Task to carry out
Turn the lines from the one containing "For each instance of the man's shoulder, set" through the one containing "(1304, 275)" into a Markdown table with the columns Row and Line, leaving out any blank lines.

________________

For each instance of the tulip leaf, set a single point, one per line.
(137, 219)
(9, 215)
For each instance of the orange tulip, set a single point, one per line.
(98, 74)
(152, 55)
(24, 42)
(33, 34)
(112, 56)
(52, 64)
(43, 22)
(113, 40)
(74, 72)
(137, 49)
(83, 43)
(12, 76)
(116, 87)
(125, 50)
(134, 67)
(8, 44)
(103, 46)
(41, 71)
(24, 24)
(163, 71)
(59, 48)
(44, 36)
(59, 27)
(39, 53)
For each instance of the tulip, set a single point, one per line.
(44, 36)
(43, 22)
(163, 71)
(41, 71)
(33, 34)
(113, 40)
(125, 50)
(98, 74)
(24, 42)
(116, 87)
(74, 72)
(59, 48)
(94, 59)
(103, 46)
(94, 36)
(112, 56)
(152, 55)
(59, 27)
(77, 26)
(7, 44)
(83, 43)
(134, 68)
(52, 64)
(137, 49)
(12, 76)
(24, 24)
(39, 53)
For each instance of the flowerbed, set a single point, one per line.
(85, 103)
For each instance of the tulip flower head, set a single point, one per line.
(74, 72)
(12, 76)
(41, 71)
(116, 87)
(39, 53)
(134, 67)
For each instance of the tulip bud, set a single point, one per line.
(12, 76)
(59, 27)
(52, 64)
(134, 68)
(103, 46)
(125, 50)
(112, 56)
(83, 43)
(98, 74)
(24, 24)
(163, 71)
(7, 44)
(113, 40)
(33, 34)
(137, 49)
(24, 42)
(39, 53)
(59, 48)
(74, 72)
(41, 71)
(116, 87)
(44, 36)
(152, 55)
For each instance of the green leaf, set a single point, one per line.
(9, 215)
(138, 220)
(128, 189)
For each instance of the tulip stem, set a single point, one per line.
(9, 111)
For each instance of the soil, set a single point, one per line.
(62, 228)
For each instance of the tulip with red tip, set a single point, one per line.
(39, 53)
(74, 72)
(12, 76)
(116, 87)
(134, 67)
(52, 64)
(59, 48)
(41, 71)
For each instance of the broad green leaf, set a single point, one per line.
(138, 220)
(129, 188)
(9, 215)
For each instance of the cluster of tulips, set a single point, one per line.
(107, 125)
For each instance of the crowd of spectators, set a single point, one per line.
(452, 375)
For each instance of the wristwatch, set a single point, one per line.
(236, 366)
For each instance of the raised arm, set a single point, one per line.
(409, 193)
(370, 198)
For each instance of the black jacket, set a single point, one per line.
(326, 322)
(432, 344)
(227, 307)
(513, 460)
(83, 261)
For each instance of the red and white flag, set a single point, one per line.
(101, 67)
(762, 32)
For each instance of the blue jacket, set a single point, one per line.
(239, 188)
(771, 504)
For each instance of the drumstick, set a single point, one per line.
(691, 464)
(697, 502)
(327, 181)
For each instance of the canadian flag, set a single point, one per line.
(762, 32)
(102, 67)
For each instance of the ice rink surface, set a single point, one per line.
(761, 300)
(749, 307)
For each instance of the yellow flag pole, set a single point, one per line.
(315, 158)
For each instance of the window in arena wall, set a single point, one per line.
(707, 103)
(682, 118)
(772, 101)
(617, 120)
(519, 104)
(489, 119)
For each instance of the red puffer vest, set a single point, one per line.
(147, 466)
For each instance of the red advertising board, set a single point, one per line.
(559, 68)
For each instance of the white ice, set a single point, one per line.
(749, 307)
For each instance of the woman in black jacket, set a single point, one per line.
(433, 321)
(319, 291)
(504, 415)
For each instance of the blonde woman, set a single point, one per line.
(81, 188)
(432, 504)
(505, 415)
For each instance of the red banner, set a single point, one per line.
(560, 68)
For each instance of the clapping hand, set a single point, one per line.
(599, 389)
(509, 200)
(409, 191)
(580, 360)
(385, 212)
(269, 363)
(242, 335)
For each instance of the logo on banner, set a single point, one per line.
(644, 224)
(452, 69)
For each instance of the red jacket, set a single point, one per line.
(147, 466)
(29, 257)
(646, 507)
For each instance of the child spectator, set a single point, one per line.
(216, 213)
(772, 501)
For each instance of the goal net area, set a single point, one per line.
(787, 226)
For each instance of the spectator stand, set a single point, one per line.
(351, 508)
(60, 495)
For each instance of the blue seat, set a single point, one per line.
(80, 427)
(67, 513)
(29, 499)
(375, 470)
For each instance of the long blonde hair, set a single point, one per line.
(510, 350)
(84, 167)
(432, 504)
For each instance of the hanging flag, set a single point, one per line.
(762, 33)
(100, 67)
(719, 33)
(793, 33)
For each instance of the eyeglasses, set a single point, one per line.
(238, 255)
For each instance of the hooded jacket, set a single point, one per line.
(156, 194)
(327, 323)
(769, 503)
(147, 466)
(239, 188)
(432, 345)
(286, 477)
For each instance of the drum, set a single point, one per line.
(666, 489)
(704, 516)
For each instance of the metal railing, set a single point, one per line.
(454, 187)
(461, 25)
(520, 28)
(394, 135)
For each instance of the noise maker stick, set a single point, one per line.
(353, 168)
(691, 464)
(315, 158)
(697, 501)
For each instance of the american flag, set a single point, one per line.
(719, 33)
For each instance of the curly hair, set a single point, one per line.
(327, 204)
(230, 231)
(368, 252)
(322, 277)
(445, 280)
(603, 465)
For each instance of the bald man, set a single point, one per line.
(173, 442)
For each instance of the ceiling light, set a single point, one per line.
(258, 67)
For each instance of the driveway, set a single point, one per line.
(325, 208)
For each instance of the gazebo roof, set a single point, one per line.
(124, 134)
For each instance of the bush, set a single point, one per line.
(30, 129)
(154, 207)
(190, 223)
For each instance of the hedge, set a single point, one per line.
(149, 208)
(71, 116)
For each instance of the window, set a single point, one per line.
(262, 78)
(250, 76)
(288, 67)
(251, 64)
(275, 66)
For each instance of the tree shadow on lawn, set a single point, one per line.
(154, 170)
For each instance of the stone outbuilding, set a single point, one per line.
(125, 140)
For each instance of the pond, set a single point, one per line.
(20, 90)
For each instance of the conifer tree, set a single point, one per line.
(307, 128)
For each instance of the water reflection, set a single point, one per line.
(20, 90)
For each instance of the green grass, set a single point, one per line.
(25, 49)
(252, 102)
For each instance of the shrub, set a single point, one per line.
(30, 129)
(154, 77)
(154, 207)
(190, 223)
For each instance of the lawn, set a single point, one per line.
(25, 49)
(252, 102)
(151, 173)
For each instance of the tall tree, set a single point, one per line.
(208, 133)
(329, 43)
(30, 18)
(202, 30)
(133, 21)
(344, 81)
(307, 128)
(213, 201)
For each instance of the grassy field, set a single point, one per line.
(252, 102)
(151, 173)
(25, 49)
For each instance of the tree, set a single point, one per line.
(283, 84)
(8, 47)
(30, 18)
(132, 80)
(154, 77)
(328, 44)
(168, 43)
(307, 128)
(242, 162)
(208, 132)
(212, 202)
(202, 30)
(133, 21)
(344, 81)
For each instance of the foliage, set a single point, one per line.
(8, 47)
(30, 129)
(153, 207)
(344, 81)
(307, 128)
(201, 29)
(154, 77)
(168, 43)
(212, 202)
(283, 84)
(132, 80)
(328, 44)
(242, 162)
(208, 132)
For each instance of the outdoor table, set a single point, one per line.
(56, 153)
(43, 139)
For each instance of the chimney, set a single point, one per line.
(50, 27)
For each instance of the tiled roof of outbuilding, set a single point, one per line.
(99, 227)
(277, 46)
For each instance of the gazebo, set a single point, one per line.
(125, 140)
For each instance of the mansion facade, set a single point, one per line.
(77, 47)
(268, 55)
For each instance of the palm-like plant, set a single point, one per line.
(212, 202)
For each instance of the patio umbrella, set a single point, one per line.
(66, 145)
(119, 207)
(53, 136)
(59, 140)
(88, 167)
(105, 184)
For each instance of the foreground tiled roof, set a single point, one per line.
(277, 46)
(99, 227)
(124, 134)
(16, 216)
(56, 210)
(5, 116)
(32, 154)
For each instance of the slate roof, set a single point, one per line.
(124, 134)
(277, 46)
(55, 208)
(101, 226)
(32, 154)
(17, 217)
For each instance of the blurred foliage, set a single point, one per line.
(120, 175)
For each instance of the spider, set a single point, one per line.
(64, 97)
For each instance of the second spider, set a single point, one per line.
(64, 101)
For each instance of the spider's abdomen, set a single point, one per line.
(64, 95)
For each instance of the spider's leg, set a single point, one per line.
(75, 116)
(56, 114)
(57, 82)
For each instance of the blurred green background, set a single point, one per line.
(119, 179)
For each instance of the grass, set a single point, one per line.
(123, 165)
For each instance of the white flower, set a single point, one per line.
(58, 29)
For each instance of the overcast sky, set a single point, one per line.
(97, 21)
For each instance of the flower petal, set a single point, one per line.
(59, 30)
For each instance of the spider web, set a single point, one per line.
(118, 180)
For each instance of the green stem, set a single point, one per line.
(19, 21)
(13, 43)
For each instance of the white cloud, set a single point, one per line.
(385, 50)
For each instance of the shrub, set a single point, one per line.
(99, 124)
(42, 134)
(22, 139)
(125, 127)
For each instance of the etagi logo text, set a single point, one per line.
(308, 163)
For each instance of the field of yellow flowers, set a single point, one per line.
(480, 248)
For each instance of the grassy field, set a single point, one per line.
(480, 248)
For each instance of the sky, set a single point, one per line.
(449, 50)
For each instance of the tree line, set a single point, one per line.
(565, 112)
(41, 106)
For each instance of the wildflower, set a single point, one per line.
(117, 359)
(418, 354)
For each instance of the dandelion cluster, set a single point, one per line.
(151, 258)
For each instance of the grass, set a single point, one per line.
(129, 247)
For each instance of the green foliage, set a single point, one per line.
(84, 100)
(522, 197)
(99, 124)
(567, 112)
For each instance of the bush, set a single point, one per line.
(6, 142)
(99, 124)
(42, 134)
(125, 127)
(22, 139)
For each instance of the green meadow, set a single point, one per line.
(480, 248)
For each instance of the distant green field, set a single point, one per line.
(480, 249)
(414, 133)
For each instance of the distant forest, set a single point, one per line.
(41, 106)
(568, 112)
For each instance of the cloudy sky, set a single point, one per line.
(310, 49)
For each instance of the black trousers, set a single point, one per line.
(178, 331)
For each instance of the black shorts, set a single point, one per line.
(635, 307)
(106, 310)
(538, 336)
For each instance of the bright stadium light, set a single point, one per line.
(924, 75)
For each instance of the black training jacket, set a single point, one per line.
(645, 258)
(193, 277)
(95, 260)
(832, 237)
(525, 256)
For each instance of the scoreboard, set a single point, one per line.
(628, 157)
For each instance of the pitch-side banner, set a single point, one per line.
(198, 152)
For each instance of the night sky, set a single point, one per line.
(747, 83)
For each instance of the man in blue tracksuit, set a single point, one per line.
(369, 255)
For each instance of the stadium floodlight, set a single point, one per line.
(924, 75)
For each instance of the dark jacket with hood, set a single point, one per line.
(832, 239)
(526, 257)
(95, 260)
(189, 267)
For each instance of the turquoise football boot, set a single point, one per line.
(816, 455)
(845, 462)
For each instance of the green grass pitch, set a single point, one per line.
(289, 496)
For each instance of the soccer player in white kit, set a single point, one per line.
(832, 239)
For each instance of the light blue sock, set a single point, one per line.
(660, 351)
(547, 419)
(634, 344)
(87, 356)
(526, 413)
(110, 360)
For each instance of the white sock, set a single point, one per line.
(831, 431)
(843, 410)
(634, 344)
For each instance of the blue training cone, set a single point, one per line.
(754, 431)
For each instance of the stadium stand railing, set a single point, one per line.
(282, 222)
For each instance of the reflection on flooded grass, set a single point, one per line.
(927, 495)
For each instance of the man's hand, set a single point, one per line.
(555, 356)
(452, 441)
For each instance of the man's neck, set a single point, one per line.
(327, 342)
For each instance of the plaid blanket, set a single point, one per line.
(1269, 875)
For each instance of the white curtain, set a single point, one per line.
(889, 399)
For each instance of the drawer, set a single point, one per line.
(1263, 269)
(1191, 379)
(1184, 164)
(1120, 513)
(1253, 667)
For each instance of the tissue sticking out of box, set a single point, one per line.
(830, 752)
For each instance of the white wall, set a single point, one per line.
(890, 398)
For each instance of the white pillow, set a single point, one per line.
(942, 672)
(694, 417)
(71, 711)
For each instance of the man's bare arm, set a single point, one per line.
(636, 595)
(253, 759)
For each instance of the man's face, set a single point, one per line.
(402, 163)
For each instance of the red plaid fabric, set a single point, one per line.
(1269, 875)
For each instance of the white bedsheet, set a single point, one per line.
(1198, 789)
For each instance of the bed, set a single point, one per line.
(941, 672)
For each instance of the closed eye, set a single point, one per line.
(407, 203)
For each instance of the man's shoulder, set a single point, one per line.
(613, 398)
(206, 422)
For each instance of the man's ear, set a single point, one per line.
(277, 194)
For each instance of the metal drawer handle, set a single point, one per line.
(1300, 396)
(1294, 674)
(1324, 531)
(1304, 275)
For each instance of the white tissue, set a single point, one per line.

________________

Completed exercise
| Row | Line |
|---|---|
| 1 | For each instance of the man's shoulder, set a single point, one per line. |
| 2 | (613, 398) |
| 3 | (206, 422) |
| 4 | For each instance of the man's ear, set a single point, one per line. |
| 5 | (277, 194) |
| 6 | For each instance of the metal drawer handle, set a single point, one per line. |
| 7 | (1300, 396) |
| 8 | (1294, 674) |
| 9 | (1324, 531) |
| 10 | (1304, 275) |